▶ _TO DO_:
Everything in the listing except the pictures should be written out exactly.

▶ _PROVIDED ENTRIES_:
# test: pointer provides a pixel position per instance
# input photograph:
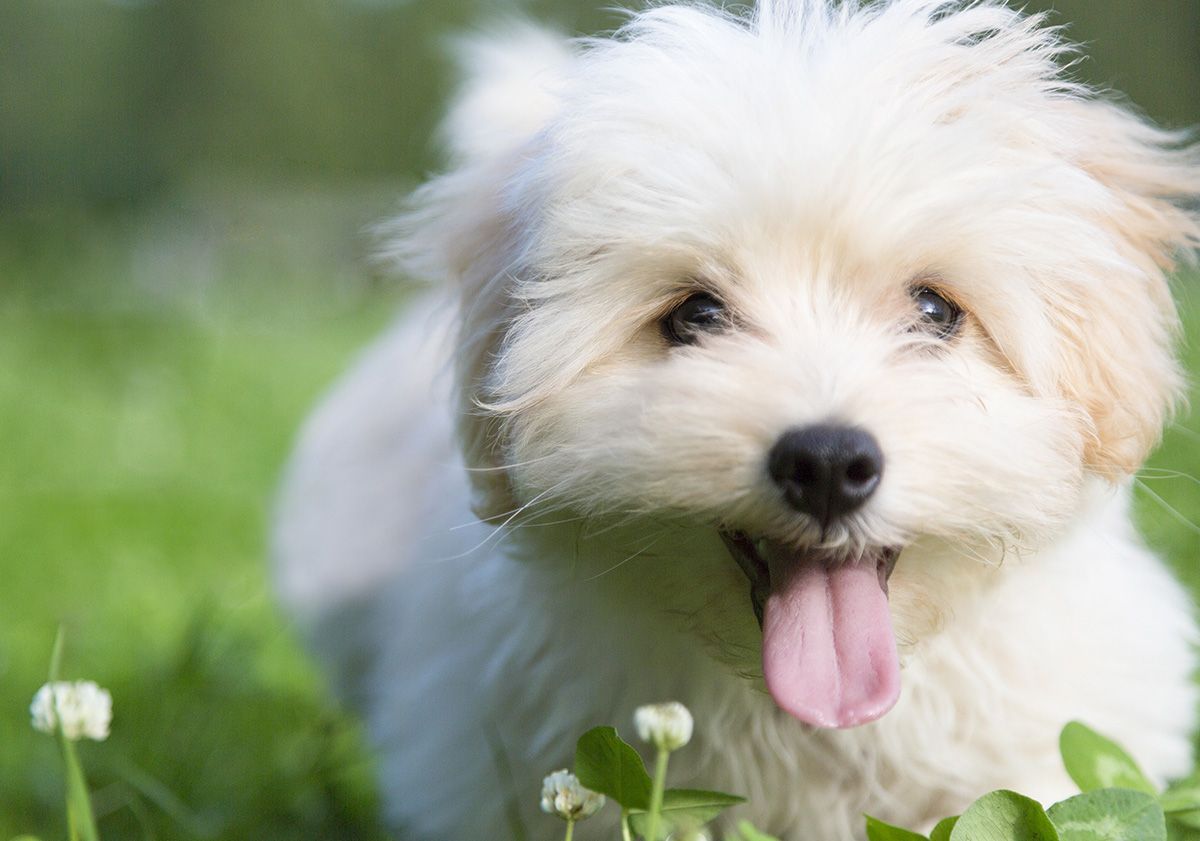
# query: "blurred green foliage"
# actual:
(184, 191)
(109, 102)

▶ _OUTPUT_:
# test: pointer provides a pixel position per instance
# input photograph:
# query: "blurred green foliage"
# actual:
(184, 191)
(109, 102)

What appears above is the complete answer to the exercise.